Exercise prompt: Convert the listing into a Markdown table with the columns Row and Line. Each nonblank line gets its own numbered row, and blank lines are omitted.

Bounding box annotation entries:
____________
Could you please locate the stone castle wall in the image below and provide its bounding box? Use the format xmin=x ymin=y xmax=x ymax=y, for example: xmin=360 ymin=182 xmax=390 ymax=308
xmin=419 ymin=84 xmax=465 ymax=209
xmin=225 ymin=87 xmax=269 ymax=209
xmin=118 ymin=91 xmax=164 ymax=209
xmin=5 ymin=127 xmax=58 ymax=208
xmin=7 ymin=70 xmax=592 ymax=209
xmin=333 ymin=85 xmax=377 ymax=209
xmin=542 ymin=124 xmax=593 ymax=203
____________
In response:
| Row | Line |
|---|---|
| 1 | Could you please locate the stone castle wall in the image below and provide its bounding box? Use the format xmin=x ymin=y xmax=x ymax=y, for example: xmin=360 ymin=182 xmax=390 ymax=308 |
| 2 | xmin=419 ymin=84 xmax=465 ymax=209 |
| 3 | xmin=225 ymin=87 xmax=269 ymax=209 |
| 4 | xmin=118 ymin=91 xmax=164 ymax=209 |
| 5 | xmin=5 ymin=127 xmax=58 ymax=208 |
| 6 | xmin=7 ymin=70 xmax=592 ymax=209 |
| 7 | xmin=333 ymin=85 xmax=377 ymax=209 |
| 8 | xmin=542 ymin=124 xmax=593 ymax=203 |